_Passage_
▼

As beach dwelling hippies and/or hipsters sipped mixed drinks out of large Dixie paper cups, I took a moment to really soak in my surroundings. This wasn’t a show this was more of a party at some strangers house. Hell, there was a dog running around, you don’t see that shit at Club Nokia that’s for damn sure. It felt like the cops could bust in at any moment, and when not focused on the Christmas lights covering the spiral staircase behind the scare I was pondering if the old brick building could survive The Big One. Then there was the door with the sign that said “Artists Only” which had everyone and anyone walking in and out of it. Obsessive stalker fan boy took over as I had the perfect view of Arthur sitting on a couch getting ready to hit the stage. When he finally hit the stage it really hit me; I am about to watch Joseph Arthur rock someones living room.
Joined by Jessy Greene on violin and Rami Jaffee on accordion, Arthur kicked off the second night of his residency with “I Donated Myself To The Mexican Army.” I instantly wondered if perhaps it was an ode to the night’s beer stash? Towering above me, the lanky Arthur’s sang into the mic eyes closed focused only on the music. As party goers chatted at the same volume as the sounds coming from the tiny plywood stage, Arthur and company carried on. “September Baby” is one of the songs that has been on repeat in my mind since January, so I was thrilled when it made an early appearance. The few hipsters who made it out from Echo Park were equally as excited to hear a song named after their home town.

▲

[Records from a data source]
▼

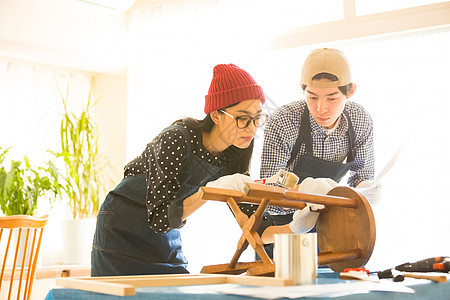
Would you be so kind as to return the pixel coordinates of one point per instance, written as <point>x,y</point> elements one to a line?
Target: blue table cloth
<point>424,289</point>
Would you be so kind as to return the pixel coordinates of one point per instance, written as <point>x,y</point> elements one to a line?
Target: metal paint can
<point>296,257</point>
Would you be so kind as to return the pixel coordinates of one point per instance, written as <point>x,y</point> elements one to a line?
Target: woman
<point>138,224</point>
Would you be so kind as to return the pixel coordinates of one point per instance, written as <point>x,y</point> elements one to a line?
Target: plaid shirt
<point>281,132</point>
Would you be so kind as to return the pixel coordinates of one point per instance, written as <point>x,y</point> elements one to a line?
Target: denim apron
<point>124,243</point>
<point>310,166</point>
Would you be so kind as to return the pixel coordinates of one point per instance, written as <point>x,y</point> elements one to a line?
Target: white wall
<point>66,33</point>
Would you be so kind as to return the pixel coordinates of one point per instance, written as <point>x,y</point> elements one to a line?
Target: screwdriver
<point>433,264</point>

▲
▼

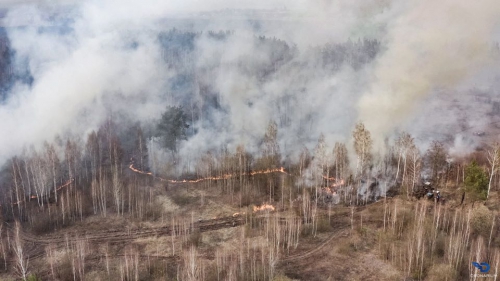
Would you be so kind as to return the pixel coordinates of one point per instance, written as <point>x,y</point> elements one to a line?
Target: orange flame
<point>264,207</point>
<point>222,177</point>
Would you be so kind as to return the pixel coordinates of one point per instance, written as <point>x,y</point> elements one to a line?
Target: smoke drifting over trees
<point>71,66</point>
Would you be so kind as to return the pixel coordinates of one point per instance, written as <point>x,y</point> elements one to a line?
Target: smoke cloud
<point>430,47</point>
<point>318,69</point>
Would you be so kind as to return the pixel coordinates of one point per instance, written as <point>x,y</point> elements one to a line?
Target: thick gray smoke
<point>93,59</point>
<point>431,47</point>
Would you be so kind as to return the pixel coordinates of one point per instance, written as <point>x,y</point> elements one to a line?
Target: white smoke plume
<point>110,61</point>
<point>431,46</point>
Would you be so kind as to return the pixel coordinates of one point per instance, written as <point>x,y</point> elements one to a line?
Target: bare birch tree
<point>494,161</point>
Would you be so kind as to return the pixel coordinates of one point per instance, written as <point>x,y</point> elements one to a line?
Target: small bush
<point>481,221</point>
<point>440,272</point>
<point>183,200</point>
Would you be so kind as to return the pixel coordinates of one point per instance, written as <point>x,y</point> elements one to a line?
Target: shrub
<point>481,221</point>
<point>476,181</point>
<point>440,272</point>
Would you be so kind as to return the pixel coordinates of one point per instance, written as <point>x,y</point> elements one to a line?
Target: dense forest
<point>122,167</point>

▲

_Required actions_
(a) Summarize the concert review in two sentences.
(b) Copy out, word for word, everything in the concert review from "As beach dwelling" down to "someones living room.".

_Task-by-task solutions_
(a) The writer describes a Joseph Arthur show that felt more like a party at a stranger's house, with a dog running around, Christmas lights on a spiral staircase, and people constantly using a door marked "Artists Only." Joined by Jessy Greene on violin and Rami Jaffee on accordion, Arthur opened the second night of his residency with "I Donated Myself To The Mexican Army" and played "September Baby" early, while party goers chatted as loudly as the music.

(b)
As beach dwelling hippies and/or hipsters sipped mixed drinks out of large Dixie paper cups, I took a moment to really soak in my surroundings. This wasn’t a show this was more of a party at some strangers house. Hell, there was a dog running around, you don’t see that shit at Club Nokia that’s for damn sure. It felt like the cops could bust in at any moment, and when not focused on the Christmas lights covering the spiral staircase behind the scare I was pondering if the old brick building could survive The Big One. Then there was the door with the sign that said “Artists Only” which had everyone and anyone walking in and out of it. Obsessive stalker fan boy took over as I had the perfect view of Arthur sitting on a couch getting ready to hit the stage. When he finally hit the stage it really hit me; I am about to watch Joseph Arthur rock someones living room.